**What is needed**. Please repeat, from the entries that follow, the lines from the one containing "palm tree -> point" through the one containing "undulating mosaic wall -> point" exactly, adding nothing.

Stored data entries
====
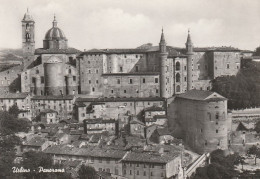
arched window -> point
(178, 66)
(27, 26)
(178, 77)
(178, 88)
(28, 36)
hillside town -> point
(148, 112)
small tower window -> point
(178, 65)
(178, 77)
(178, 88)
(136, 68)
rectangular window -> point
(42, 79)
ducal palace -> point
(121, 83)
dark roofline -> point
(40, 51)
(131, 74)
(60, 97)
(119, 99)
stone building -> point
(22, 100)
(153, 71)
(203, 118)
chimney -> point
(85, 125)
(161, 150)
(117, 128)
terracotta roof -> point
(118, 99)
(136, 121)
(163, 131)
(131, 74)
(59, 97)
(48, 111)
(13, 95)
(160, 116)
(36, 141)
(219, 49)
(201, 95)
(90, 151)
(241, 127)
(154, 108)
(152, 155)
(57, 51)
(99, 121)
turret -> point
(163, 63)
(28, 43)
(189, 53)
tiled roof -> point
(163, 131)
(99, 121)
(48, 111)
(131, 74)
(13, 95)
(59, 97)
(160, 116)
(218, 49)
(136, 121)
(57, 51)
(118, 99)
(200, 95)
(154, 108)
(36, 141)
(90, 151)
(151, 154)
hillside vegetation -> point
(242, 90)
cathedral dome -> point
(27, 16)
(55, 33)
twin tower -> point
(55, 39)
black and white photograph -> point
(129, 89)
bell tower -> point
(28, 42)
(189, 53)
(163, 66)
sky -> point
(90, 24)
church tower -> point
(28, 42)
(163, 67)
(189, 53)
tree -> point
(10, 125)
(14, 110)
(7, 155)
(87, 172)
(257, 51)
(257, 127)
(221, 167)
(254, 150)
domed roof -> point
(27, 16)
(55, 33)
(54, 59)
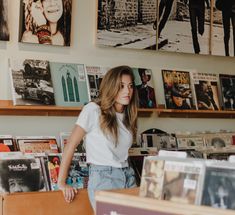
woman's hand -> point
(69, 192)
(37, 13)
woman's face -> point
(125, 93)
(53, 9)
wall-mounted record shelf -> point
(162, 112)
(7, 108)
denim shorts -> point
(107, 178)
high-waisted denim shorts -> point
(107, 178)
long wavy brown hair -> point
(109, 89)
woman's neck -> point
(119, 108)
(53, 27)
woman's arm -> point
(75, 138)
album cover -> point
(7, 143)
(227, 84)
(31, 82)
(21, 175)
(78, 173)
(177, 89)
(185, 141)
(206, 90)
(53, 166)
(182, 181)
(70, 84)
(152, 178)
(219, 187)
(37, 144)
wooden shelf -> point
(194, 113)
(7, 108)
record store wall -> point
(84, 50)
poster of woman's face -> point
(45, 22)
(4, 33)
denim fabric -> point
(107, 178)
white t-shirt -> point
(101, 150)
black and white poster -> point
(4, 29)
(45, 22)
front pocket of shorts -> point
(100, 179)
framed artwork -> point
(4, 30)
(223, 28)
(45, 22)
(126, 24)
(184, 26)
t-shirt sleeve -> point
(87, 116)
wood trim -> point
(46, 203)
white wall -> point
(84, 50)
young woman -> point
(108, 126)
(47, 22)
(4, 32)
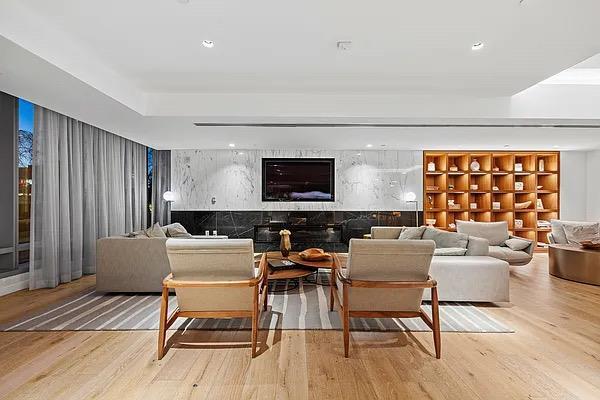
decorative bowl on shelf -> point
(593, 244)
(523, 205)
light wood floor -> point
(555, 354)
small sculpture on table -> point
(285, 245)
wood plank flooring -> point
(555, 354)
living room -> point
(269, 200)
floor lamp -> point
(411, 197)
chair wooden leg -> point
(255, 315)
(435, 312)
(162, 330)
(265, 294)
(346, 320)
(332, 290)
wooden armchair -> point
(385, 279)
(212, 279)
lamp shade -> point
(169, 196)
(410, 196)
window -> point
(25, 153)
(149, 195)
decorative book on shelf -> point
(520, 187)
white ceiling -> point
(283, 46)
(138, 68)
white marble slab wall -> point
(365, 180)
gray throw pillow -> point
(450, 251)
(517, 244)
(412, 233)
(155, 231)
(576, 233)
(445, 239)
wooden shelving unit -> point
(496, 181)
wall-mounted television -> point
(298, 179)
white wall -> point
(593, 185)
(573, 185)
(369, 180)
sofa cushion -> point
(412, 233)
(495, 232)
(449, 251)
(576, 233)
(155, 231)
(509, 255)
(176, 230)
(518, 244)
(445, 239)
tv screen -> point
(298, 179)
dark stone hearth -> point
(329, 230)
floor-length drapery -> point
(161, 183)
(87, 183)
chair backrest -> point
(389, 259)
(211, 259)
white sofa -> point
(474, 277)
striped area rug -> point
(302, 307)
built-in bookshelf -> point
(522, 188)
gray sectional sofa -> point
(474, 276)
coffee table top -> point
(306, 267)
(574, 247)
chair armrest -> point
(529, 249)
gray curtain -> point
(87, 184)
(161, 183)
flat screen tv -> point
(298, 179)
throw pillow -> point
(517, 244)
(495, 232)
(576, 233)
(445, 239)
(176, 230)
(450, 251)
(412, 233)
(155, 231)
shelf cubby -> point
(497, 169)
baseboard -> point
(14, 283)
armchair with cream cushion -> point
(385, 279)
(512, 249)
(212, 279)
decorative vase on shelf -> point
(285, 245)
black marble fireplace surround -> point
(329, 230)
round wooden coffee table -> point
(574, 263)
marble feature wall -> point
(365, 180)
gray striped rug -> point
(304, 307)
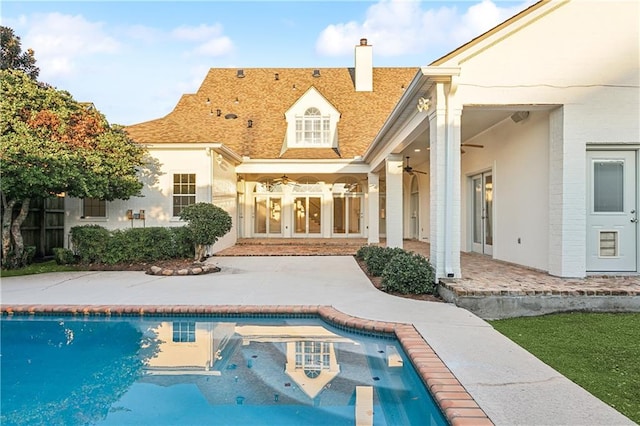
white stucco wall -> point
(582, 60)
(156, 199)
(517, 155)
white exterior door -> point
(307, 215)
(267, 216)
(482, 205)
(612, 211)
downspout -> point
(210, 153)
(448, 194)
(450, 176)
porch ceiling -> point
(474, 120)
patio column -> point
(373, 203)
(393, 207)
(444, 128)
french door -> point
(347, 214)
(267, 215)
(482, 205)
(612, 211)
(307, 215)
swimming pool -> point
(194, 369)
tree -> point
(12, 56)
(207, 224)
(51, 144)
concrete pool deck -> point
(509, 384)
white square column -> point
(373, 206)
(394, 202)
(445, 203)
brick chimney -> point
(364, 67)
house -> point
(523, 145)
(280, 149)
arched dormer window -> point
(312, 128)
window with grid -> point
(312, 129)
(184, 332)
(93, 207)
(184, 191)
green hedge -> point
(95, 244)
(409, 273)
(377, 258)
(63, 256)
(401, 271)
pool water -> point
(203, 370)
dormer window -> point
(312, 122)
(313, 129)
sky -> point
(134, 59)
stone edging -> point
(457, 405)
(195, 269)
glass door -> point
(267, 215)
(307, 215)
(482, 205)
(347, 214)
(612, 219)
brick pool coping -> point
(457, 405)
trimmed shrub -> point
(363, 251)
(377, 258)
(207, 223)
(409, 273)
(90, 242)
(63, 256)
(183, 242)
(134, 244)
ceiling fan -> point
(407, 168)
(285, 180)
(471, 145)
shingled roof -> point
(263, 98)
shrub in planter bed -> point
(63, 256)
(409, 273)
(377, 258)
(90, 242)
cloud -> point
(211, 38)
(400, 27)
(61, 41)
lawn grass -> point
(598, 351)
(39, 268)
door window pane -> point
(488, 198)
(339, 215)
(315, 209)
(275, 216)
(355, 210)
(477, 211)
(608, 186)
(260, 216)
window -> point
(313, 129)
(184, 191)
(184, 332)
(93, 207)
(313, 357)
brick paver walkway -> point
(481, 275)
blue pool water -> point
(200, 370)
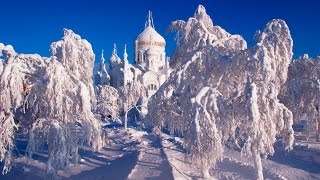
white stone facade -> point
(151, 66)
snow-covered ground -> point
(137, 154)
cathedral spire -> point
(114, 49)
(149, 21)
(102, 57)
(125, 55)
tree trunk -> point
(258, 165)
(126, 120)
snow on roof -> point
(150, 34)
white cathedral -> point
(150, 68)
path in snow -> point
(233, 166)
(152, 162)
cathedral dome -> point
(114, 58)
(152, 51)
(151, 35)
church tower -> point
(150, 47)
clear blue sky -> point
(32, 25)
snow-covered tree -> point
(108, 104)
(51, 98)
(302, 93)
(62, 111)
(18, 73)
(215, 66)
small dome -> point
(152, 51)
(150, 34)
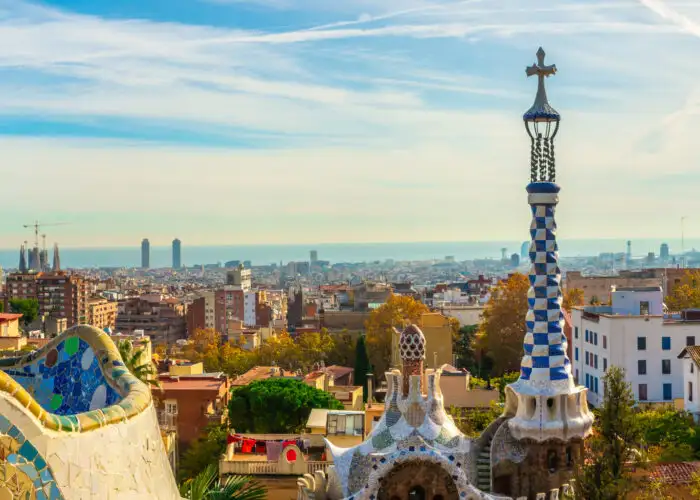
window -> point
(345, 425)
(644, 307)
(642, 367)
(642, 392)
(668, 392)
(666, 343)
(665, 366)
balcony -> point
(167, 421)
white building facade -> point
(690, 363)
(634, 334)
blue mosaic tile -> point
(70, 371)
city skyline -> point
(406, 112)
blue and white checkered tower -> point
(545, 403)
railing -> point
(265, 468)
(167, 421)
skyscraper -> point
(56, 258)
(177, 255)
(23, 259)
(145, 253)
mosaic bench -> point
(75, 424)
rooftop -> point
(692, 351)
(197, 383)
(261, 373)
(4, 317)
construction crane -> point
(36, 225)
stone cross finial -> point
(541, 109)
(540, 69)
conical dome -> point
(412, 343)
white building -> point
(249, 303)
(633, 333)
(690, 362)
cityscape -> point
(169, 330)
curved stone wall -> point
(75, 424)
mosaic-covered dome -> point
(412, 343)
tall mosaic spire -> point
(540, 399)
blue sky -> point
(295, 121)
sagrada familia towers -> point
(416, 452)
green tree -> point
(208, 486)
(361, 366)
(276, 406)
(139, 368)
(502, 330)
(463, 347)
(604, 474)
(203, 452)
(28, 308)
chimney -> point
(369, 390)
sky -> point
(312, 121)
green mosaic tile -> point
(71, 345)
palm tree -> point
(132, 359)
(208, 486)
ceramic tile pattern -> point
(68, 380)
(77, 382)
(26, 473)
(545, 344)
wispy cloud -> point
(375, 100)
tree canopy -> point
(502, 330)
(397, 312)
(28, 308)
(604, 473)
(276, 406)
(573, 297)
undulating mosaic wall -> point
====
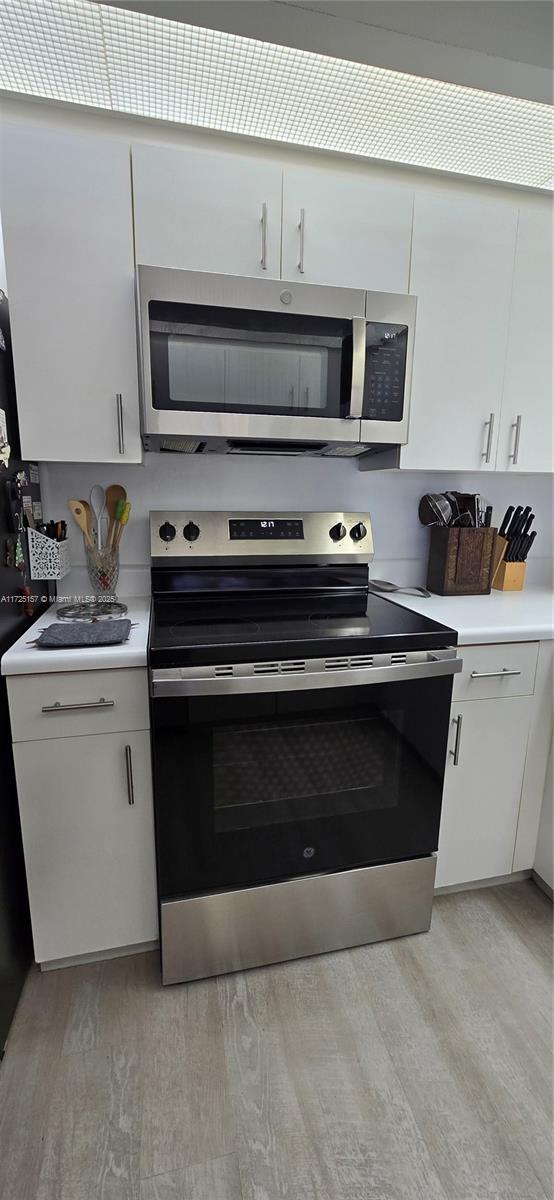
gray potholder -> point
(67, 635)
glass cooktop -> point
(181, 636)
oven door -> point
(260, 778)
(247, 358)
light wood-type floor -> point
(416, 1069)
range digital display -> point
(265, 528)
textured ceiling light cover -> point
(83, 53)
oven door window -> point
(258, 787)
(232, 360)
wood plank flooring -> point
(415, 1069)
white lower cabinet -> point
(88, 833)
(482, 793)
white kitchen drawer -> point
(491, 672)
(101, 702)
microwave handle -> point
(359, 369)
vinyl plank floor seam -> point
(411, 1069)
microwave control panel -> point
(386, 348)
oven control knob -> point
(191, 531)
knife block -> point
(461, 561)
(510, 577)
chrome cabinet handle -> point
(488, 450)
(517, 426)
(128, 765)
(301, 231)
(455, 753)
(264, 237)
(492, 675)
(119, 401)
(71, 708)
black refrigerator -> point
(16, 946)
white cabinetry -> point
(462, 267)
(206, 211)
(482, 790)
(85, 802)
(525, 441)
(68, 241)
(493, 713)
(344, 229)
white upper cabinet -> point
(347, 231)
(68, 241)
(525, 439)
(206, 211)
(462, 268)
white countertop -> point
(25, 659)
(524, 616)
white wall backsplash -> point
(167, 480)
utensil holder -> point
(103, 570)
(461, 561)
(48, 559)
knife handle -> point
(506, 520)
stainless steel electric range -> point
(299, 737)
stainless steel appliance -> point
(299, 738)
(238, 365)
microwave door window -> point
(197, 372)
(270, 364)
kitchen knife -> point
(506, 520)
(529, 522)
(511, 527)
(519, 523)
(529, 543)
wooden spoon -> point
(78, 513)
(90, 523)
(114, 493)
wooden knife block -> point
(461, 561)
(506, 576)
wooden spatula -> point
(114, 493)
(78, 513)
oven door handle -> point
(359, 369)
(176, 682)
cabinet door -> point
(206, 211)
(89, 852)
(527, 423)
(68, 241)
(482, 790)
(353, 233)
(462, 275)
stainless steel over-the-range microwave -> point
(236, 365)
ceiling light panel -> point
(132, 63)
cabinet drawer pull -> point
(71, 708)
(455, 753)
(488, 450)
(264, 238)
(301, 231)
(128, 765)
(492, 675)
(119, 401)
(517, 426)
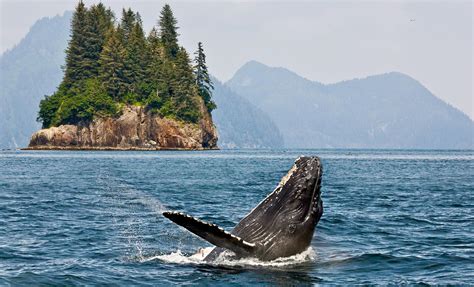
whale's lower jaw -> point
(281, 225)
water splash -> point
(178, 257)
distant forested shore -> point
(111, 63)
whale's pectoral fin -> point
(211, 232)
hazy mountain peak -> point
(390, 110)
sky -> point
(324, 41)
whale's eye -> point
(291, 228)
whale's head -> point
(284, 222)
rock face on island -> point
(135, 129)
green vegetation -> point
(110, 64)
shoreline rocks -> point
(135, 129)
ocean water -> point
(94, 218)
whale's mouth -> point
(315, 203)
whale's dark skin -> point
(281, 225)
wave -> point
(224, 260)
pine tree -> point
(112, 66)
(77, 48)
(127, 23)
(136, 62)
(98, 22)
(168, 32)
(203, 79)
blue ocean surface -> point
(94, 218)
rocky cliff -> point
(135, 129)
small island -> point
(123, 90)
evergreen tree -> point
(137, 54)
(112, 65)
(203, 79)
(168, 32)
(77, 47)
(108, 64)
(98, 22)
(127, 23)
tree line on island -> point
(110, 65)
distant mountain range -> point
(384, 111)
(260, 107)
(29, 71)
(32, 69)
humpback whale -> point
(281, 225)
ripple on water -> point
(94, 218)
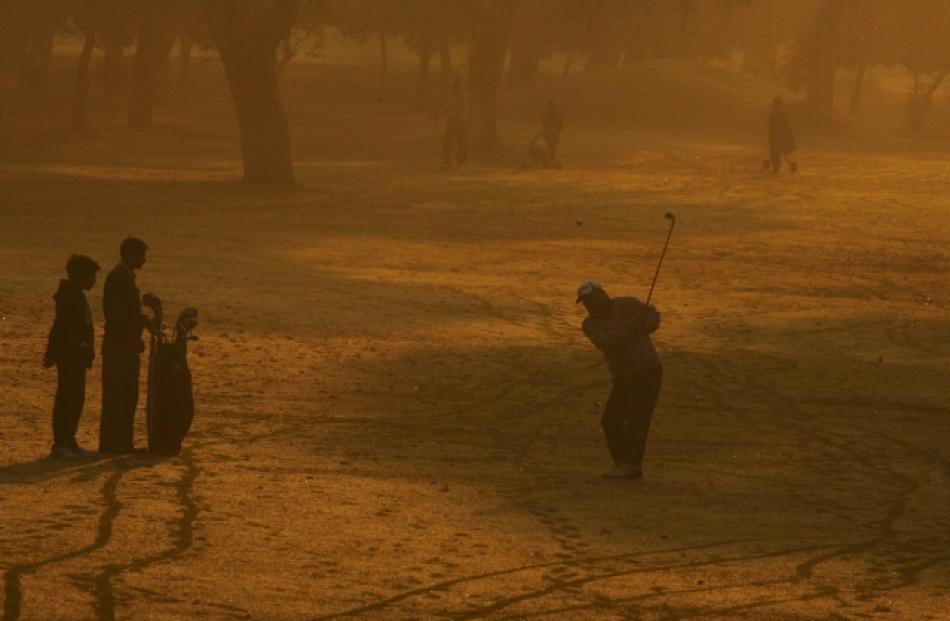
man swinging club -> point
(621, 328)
====
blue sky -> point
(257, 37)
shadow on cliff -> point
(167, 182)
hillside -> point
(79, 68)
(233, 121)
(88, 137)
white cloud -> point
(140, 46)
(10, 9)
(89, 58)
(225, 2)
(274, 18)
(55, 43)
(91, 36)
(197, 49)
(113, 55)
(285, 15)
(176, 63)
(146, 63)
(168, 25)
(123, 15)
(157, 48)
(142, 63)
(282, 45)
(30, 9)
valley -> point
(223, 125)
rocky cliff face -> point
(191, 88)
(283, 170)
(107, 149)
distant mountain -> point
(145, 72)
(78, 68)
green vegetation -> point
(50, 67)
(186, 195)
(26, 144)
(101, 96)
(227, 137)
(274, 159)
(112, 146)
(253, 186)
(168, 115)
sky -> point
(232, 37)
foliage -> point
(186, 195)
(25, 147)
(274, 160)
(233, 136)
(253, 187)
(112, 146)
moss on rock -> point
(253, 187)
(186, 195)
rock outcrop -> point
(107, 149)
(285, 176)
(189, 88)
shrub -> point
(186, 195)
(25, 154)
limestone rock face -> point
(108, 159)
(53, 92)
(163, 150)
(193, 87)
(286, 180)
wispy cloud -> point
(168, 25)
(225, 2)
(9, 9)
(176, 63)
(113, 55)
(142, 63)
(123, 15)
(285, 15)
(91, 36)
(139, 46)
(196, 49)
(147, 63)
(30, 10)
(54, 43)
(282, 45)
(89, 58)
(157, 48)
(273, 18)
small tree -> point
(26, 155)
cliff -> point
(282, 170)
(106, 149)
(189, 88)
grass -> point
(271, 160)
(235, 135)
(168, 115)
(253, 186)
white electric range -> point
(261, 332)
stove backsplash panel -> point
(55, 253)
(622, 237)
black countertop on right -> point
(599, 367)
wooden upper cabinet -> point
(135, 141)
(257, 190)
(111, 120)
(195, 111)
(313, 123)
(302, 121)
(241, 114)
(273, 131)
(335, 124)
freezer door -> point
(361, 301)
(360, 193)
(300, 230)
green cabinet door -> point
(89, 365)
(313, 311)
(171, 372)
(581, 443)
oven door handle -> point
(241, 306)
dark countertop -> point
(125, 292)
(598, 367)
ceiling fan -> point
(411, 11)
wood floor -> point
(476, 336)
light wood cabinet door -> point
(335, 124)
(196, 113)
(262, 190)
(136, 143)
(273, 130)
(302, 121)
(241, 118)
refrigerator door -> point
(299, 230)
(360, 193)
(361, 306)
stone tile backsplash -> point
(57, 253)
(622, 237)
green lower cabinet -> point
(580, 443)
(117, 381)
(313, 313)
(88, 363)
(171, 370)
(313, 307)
====
**Your solution**.
palm tree -> point
(132, 359)
(208, 486)
ceramic tile pattern -> point
(68, 380)
(77, 382)
(26, 473)
(545, 344)
wispy cloud -> point
(375, 100)
tree canopy -> point
(502, 330)
(397, 312)
(28, 308)
(604, 473)
(276, 406)
(573, 297)
undulating mosaic wall -> point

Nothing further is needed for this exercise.